--- Selected text ---
The particle tracking dynamic system can realize the movement tracking of complex and large numbers of particles. This technology is mainly used in high-speed impact tests [
18]. The laboratory conducts dynamic fracture experiments of brittle materials to study phenomena such as rock bursts, volcanic eruptions, earthquakes, and planetary collisions. Commonly used experimental materials are basalt [
19], quartz [
20,
21], sandstone, etc. [
18]. The research focuses on the particle velocity distribution after dynamic fracture [
15], fragment size [
10], rebound angle [
14], etc.
Energy evolution is a common method for studying dynamic fracture. The quasi-static loading method calculates the input energy through the load-displacement curve [
22], and the SHPB loading calculates the absorbed energy of the specimen through the incident and transmitted waves [
23]. The high-speed dynamic experiment considers that the kinetic energy of the bullet is input energy [
14].
--- Dataset extract ---
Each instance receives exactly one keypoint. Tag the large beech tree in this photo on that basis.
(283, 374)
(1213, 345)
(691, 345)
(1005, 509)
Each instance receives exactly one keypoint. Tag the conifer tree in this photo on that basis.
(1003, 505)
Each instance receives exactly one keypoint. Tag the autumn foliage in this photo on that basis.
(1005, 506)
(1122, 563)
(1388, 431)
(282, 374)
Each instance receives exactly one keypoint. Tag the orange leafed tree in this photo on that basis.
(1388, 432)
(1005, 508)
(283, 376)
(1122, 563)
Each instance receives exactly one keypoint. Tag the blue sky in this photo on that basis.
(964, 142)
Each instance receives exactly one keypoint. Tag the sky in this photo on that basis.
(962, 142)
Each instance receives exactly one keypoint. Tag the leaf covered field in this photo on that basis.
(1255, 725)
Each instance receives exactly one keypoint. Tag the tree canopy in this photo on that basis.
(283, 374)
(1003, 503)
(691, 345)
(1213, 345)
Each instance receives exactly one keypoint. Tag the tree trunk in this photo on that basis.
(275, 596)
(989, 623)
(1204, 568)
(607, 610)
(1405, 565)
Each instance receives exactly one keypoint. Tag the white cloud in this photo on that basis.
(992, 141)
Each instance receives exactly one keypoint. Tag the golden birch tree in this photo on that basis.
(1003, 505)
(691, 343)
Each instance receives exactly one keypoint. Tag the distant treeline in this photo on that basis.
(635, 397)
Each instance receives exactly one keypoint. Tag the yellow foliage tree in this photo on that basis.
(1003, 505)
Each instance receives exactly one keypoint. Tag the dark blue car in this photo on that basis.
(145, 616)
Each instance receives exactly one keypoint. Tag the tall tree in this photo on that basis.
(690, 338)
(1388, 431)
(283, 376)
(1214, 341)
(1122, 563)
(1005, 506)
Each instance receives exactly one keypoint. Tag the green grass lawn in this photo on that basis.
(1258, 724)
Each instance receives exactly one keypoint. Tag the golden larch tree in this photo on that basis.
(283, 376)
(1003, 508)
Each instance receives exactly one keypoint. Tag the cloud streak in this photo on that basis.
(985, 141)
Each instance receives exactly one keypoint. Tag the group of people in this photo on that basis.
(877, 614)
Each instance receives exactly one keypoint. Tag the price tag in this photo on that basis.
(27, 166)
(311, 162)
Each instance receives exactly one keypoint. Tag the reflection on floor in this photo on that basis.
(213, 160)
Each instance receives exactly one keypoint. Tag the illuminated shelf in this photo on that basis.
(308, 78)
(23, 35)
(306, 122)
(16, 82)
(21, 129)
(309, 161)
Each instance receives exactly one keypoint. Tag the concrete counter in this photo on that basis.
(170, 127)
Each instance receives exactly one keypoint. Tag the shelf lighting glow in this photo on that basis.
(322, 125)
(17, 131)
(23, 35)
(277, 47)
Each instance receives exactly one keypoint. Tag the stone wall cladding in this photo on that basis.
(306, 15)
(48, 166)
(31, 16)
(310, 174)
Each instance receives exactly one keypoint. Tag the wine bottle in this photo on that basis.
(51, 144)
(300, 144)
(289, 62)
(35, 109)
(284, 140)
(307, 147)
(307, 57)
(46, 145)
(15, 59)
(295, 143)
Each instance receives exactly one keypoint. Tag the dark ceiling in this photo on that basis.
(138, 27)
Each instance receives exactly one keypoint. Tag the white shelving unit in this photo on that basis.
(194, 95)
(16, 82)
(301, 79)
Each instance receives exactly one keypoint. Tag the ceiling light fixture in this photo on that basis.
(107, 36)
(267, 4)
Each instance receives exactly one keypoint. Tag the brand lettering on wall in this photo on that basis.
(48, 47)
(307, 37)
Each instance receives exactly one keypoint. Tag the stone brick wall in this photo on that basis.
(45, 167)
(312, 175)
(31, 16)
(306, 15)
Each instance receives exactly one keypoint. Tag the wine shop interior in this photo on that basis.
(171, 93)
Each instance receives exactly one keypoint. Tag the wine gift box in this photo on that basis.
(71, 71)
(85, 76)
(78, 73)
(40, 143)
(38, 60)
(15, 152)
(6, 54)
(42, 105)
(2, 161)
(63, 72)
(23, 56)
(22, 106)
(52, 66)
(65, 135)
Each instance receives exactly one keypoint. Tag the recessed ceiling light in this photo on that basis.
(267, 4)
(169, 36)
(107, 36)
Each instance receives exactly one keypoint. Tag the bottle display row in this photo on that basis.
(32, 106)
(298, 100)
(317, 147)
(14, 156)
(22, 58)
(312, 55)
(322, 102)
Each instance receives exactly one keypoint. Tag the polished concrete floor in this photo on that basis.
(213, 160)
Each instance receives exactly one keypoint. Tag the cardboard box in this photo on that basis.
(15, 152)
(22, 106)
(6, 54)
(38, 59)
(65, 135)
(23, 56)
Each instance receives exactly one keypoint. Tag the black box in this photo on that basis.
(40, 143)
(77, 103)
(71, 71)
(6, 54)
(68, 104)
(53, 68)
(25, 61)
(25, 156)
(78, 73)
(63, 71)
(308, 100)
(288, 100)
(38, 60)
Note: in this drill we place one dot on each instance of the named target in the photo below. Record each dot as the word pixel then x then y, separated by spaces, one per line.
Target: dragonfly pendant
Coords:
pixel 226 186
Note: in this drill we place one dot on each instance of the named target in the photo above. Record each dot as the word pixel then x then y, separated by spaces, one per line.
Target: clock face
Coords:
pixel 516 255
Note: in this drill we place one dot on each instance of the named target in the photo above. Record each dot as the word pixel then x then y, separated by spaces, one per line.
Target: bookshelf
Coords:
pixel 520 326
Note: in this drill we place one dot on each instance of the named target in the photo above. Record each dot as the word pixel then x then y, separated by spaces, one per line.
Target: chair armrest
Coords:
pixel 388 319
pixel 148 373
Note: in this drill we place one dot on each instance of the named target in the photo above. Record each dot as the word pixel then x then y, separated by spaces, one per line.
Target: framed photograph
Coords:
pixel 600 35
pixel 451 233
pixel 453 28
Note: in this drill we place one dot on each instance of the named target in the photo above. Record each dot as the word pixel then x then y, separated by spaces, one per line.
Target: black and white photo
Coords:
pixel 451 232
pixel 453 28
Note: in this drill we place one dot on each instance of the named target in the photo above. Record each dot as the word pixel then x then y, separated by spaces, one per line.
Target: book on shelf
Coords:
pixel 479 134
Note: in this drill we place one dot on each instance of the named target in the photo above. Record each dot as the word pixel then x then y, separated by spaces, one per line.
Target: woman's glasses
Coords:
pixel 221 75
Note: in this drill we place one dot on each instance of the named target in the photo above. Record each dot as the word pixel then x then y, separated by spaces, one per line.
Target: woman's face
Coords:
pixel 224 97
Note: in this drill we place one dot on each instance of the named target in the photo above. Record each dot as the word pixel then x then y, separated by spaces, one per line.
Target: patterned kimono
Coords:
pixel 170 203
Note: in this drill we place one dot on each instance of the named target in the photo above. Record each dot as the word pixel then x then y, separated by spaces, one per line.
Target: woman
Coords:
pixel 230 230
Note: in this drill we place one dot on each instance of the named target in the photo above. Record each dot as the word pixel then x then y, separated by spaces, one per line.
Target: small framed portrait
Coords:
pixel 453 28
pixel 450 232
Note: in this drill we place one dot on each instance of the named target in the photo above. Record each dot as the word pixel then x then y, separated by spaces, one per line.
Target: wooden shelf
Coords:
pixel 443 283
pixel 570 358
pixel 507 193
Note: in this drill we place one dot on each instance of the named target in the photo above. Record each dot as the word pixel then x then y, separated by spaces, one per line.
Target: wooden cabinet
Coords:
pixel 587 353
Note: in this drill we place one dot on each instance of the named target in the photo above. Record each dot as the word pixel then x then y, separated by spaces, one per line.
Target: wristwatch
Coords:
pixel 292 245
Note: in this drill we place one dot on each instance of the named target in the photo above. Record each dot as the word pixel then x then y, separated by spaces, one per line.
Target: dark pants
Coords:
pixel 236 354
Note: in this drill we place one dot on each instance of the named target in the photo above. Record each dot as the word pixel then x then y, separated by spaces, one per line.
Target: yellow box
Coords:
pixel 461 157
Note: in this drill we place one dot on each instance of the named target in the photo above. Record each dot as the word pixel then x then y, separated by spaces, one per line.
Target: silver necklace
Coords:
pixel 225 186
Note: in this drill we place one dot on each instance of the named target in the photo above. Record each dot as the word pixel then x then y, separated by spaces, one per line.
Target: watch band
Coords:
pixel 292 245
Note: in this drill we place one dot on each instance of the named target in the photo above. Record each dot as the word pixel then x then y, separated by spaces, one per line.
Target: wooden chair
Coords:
---
Problems to solve
[1] Answer these from the dynamic fracture text:
(a) Which experimental materials does it name as commonly used?
(b) How does SHPB loading calculate the absorbed energy of the specimen?
(c) What does the high-speed dynamic experiment treat as the input energy?
[2] Using the dynamic fracture text, explain in one to three sentences why the laboratory conducts dynamic fracture experiments of brittle materials.

Answer list
[1]
(a) Basalt, quartz, and sandstone.
(b) It calculates the absorbed energy through the incident and transmitted waves.
(c) The kinetic energy of the bullet.

[2] The laboratory conducts these experiments to study phenomena such as rock bursts, volcanic eruptions, earthquakes, and planetary collisions.